Work to be completed: Count the lines of the records below that contain the word "asphalt", treating uppercase and lowercase letters as different, and reply with the number alone.

Supplied records:

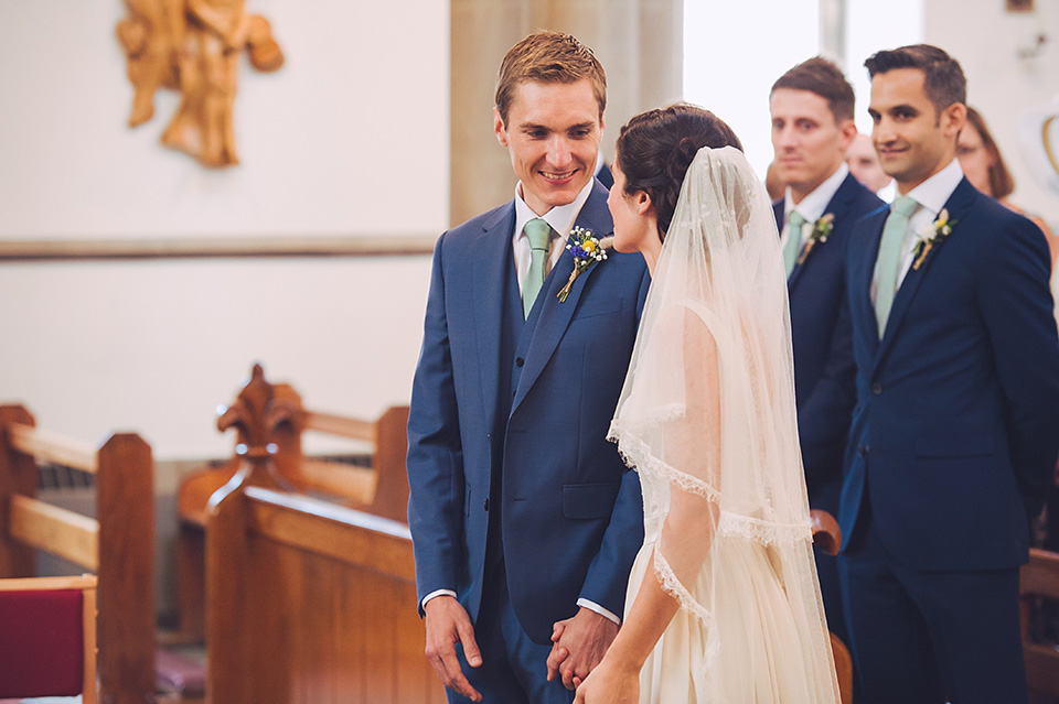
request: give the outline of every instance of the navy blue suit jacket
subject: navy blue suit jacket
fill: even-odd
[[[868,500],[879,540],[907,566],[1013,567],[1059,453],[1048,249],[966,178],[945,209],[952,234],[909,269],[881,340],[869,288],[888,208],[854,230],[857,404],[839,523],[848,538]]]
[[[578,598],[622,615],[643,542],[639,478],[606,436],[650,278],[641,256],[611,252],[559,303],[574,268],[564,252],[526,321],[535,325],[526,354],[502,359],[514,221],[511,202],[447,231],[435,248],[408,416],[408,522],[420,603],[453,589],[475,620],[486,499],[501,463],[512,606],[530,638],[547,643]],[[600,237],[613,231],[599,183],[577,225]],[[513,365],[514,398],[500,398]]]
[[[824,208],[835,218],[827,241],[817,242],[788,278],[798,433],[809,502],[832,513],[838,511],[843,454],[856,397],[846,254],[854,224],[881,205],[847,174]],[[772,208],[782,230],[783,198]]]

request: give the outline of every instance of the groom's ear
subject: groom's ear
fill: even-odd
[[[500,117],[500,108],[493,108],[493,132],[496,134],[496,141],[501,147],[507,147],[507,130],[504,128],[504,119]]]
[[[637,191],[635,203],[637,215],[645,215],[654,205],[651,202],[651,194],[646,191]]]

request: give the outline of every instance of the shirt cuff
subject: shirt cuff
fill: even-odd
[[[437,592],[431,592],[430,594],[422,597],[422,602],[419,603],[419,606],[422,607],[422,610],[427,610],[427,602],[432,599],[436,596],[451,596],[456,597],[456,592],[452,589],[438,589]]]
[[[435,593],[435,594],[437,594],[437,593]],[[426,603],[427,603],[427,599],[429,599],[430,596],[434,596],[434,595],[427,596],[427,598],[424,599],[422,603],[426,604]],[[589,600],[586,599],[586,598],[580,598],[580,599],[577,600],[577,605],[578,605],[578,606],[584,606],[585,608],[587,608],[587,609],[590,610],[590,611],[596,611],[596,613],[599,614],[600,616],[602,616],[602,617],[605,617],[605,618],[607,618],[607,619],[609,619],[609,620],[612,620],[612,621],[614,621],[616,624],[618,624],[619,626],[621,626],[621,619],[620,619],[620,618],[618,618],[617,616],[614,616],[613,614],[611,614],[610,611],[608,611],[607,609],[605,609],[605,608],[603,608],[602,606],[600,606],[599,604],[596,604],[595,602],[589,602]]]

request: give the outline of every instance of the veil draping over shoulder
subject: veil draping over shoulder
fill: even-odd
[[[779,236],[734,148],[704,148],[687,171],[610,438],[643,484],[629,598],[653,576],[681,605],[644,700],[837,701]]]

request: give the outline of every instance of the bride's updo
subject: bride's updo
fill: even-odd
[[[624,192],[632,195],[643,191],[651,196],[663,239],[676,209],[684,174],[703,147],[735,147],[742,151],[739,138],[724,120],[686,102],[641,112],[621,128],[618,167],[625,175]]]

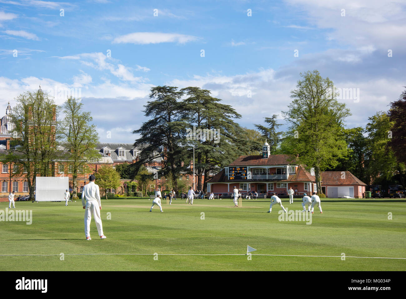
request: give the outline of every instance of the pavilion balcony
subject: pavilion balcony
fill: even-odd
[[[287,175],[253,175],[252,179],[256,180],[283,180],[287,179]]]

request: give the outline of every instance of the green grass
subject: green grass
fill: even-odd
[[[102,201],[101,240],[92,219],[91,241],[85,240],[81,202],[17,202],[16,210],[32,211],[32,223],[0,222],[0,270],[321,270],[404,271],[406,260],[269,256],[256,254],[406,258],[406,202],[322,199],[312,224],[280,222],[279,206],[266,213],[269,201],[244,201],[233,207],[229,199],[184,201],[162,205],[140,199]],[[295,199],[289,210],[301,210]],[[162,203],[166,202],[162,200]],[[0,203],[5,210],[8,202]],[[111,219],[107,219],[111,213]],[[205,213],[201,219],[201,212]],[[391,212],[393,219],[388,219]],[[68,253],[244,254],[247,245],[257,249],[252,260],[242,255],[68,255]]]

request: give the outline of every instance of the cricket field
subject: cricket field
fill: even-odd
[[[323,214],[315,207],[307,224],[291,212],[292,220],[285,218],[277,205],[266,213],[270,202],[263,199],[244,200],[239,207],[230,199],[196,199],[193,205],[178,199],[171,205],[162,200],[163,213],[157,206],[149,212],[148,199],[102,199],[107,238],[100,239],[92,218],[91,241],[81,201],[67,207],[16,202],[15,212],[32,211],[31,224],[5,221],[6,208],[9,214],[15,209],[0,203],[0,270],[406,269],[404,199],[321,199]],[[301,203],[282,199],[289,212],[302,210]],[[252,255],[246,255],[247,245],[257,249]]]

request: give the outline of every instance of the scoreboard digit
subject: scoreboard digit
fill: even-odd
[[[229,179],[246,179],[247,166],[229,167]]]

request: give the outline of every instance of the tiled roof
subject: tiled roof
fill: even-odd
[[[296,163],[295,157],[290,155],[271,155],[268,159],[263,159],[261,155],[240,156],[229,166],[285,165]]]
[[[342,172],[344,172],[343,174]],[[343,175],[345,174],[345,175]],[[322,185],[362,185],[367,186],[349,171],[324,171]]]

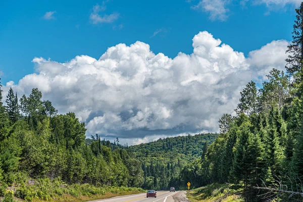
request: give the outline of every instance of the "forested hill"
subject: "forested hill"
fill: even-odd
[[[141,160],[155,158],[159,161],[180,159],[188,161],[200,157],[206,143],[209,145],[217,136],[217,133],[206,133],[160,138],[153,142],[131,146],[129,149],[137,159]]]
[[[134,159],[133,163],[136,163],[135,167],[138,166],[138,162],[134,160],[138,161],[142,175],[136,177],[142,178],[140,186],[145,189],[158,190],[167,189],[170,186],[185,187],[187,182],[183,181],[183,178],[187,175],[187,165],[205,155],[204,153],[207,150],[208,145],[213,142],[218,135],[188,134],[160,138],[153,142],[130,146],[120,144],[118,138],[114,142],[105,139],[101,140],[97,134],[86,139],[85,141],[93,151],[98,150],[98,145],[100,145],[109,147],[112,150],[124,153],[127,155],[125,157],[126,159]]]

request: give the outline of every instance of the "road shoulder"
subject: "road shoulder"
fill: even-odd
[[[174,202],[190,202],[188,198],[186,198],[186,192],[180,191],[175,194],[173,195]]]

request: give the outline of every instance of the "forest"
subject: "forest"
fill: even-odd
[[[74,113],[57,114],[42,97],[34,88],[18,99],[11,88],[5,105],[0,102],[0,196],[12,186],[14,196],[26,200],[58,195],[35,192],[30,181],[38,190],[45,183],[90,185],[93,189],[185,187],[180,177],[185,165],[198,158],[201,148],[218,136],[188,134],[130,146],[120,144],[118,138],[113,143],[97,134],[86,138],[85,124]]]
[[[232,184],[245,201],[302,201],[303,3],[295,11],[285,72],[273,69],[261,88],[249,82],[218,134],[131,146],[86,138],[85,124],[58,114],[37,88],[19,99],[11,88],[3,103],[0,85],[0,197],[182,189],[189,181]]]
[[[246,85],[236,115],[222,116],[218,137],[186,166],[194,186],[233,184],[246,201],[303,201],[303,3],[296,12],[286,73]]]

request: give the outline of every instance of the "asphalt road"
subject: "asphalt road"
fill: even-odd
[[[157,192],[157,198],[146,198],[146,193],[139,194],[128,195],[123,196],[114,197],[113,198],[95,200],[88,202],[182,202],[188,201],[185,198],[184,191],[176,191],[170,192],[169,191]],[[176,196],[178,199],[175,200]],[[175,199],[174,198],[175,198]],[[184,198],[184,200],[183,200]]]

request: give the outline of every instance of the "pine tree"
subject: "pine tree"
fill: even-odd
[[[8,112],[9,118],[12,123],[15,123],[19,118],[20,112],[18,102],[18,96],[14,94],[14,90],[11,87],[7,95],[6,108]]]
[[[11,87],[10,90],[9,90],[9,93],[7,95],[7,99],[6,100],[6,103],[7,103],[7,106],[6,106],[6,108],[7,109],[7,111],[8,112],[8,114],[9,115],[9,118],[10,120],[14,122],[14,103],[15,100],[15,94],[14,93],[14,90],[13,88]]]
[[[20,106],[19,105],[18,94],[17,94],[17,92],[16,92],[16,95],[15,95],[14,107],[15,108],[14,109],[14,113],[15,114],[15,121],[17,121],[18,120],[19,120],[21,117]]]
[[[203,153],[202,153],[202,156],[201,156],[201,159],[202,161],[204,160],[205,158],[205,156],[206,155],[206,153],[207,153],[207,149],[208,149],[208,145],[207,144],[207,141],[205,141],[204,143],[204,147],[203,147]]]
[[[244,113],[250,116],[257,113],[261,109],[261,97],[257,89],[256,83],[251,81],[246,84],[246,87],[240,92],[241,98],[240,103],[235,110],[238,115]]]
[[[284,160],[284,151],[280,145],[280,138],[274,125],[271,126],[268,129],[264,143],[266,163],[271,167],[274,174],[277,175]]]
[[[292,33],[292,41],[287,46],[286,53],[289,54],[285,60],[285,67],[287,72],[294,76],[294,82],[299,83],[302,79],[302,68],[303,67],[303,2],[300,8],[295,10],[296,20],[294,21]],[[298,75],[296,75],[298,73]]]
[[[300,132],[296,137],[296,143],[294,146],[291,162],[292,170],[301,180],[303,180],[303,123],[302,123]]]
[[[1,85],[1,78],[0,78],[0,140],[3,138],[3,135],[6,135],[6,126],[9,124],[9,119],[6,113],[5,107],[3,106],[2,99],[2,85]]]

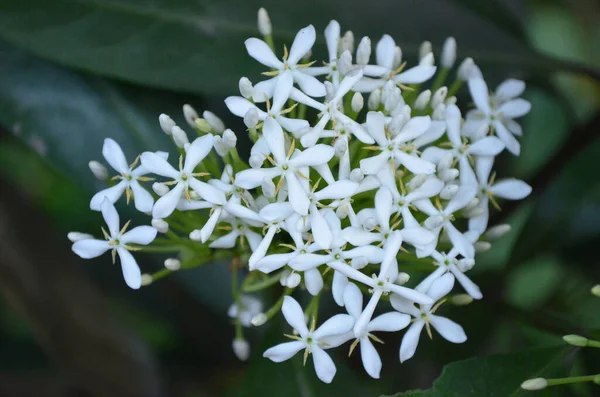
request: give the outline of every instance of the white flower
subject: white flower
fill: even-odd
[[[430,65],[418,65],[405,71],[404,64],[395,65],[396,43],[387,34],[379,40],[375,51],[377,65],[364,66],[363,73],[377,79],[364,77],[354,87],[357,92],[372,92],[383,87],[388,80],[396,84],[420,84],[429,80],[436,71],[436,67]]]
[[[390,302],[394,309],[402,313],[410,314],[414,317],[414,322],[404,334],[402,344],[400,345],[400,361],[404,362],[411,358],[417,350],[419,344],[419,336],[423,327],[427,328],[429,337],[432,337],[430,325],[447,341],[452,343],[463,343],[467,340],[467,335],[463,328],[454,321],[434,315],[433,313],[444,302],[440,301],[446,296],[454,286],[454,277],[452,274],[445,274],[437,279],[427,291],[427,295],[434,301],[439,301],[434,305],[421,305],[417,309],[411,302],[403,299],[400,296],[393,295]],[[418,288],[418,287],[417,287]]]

Result for this task: 2